§ Source excerpt:

● ● ● ● ●

# House Renting in Observatory, Cape Town



## ozmungs (Jun 15, 2012)

Hey all! A colleague of mine and I will be moving to Capetown for 10-12 weeks. We're students at the Kennedy School of Government and we're looking for low cost housing in the Observatory suburb of Cape Town. It's close to our offices and close to the University and so is an ideal spot for our work. 

We have a limited budget for renting a place unfortunately and were wondering about low cost options where we could stay relatively comfortably during our stay in Cape Town.

Any help would be appreciated!

Gumtree and property24 haven't been too great.


----------



## 2fargone (Jun 14, 2011)

ozmungs said:


> Hey all! A colleague of mine and I will be moving to Capetown for 10-12 weeks. We're students at the Kennedy School of Government and we're looking for low cost housing in the Observatory suburb of Cape Town. It's close to our offices and close to the University and so is an ideal spot for our work.
> 
> We have a limited budget for renting a place unfortunately and were wondering about low cost options where we could stay relatively comfortably during our stay in Cape Town.
> 
> ...


What is your budget? Also try other areas close to Obs such as Mowbray.

Also are you saying you will be studying at Kennedy School of Government? Or you study there now because I could not find that school in Obs.


----------



## ozmungs (Jun 15, 2012)

The budget we're working with is roughly USD800-900/month. This is a combined total for both of us (400-450 each).

Thanks for the Mowbray suggestion! Will look into it!


----------



## 2fargone (Jun 14, 2011)

ozmungs said:


> The budget we're working with is roughly USD800-900/month. This is a combined total for both of us (400-450 each).
> 
> Thanks for the Mowbray suggestion! Will look into it!


With $900 a month you should be able to find a place. You and your friend can always rent two rooms in house if you can't find your own place. Most places it's hard to rent for 10-12 weeks and you are going to need a furnished place.


----------



## Feastarr (Jul 25, 2013)

Search for Freeland Lodge. Talk to Annmarie/David. They have nice houses and cheap too.


----------



## MissGlobal (Aug 4, 2012)

I had a friend rend a studio in greenpoint right off the main road for just $400 a month - so you should do fine. Look at Mowbray and Woodstock too. But honestly - the commute from town isn't hard to there either. Cape Town isn't that big of a city. In high school I was able to walk from Newlands all the way to lower claremont daily from school ( crossing 2+ suburbs).


----------

● ● ● ● ●

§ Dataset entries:
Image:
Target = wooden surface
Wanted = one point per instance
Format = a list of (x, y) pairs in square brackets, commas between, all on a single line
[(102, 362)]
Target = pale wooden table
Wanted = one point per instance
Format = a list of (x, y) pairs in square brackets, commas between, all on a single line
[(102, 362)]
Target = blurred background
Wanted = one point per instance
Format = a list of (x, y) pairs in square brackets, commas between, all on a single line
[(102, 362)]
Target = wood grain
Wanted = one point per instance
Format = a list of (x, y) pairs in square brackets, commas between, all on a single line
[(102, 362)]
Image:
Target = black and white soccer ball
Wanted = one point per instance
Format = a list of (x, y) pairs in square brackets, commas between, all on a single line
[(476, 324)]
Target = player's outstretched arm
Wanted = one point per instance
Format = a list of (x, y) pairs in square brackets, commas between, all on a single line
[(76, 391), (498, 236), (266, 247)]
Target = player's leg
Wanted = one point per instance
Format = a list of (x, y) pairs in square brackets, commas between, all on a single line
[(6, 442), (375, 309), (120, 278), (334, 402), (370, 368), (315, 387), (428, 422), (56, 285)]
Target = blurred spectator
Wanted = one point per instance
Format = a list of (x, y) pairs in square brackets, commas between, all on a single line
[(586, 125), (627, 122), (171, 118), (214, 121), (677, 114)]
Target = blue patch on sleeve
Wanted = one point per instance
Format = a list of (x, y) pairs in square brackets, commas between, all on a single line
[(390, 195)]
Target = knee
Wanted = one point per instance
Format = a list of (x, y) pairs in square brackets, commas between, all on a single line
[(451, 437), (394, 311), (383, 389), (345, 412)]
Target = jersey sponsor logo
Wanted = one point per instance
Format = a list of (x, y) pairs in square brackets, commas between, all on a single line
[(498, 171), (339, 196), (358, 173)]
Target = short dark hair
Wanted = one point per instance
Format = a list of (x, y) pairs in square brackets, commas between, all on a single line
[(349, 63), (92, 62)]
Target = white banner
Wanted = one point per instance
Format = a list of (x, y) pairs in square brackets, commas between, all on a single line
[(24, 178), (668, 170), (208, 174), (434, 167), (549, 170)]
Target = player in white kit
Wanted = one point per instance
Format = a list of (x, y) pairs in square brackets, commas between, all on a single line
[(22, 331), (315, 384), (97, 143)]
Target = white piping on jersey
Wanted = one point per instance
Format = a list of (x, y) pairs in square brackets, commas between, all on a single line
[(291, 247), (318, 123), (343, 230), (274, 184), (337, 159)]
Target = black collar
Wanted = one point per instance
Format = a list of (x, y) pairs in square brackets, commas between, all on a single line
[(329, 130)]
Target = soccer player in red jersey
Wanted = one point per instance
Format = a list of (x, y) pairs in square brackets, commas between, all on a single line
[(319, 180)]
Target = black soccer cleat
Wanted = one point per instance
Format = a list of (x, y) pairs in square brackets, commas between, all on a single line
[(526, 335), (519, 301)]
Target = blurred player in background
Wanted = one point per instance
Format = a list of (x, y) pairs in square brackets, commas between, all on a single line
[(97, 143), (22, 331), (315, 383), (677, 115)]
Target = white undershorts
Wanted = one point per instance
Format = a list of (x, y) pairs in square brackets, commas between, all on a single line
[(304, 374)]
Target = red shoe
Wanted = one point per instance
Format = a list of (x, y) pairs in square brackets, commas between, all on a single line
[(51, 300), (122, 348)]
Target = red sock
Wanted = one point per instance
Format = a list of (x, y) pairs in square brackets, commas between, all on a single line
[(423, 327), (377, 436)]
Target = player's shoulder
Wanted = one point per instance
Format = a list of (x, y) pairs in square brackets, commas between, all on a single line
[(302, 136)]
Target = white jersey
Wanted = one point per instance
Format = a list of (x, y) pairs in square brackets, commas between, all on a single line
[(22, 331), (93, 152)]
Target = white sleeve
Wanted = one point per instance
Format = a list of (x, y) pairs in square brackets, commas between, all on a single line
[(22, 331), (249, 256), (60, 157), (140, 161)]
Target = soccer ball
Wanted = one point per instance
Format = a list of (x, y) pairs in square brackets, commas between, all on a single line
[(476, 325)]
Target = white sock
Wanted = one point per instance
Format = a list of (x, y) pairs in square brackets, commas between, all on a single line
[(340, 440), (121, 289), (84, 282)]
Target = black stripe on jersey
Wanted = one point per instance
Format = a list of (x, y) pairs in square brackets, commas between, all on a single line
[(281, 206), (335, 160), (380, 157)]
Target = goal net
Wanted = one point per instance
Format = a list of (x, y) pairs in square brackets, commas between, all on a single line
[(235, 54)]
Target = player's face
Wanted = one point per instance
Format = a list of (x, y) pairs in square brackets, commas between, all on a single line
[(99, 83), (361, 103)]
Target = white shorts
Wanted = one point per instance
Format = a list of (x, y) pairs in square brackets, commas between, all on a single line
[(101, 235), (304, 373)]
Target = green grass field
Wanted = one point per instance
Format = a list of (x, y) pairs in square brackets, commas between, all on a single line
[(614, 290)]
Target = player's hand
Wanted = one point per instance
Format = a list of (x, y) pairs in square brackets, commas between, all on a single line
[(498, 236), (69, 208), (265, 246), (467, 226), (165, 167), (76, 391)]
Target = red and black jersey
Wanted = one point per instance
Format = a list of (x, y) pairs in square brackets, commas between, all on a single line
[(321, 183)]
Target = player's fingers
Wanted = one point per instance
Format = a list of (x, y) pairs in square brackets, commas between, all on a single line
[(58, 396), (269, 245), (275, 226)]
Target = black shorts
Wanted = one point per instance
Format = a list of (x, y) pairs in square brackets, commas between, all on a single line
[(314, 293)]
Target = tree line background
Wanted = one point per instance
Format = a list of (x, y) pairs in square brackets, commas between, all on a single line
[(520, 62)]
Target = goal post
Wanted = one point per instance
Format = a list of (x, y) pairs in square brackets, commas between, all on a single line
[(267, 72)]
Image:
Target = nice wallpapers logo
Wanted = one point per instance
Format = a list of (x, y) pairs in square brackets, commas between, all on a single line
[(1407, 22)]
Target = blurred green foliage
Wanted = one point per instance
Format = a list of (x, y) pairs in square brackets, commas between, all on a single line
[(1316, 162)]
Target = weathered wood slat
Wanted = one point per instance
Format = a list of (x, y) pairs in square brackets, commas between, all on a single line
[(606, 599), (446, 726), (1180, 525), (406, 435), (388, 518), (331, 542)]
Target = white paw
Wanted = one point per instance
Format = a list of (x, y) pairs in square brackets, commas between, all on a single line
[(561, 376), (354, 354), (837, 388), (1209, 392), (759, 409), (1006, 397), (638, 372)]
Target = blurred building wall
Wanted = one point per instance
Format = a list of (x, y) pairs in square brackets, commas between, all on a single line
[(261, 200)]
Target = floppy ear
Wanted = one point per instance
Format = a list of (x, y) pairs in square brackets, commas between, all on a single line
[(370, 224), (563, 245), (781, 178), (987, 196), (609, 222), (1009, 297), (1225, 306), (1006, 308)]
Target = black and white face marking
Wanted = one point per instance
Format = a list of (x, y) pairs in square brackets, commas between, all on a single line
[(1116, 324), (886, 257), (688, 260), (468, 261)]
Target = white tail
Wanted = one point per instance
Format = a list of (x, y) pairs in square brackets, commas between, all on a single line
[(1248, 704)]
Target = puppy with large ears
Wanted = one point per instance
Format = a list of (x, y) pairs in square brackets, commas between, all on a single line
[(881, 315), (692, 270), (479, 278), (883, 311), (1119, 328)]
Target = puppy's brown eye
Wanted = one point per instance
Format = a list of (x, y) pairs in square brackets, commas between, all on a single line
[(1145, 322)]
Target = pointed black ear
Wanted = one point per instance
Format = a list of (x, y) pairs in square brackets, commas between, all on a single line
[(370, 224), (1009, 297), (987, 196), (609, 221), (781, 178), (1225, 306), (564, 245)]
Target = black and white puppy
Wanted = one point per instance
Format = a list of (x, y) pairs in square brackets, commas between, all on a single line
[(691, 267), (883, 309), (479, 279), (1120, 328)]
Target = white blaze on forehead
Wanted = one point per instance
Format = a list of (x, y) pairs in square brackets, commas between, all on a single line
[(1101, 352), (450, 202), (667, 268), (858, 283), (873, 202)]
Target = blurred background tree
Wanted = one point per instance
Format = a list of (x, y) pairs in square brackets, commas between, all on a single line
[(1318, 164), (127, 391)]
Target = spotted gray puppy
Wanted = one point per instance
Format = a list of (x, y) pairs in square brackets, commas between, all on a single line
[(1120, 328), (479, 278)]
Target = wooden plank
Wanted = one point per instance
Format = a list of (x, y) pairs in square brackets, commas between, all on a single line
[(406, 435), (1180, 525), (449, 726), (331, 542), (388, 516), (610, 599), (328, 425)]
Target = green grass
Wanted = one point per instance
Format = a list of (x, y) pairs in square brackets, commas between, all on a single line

● ● ● ● ●

§ Tasks to complete:
1. In two sentences, summarize the thread about renting in Observatory.
2. Reproduce the part of the thread about renting in Observatory that opens with the words containing "Search for Freeland" and closes with "crossing 2+ suburbs).".

§ List of solutions:
1. A poster and a colleague, students at the Kennedy School of Government, are looking for low-cost housing in Observatory, Cape Town, for 10-12 weeks on a combined budget of roughly USD800-900 a month. Replies say that budget should be enough and suggest nearby Mowbray and Woodstock, renting two rooms in a house, or Freeland Lodge, while noting that short stays are hard to rent and will need a furnished place.

2.
Search for Freeland Lodge. Talk to Annmarie/David. They have nice houses and cheap too.


----------



## MissGlobal (Aug 4, 2012)

I had a friend rend a studio in greenpoint right off the main road for just $400 a month - so you should do fine. Look at Mowbray and Woodstock too. But honestly - the commute from town isn't hard to there either. Cape Town isn't that big of a city. In high school I was able to walk from Newlands all the way to lower claremont daily from school ( crossing 2+ suburbs).